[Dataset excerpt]

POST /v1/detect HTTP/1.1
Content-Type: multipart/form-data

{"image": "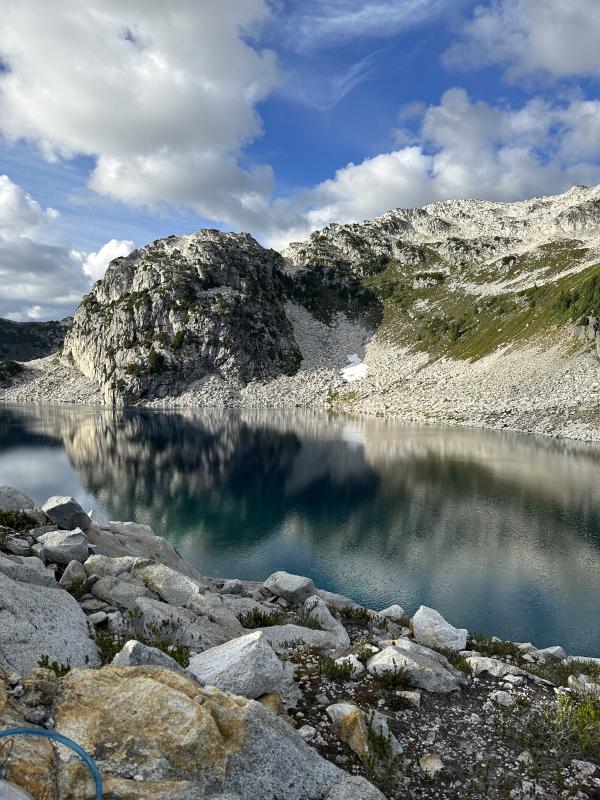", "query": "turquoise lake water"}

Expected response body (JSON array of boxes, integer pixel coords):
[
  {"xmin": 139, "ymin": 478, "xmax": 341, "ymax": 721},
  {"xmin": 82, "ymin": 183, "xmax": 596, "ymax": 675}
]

• _Do this_
Find every line in the data that contains the string "ymax", with case counting, and copy each of those lines.

• _Answer in full_
  {"xmin": 139, "ymin": 478, "xmax": 341, "ymax": 721},
  {"xmin": 82, "ymin": 183, "xmax": 596, "ymax": 675}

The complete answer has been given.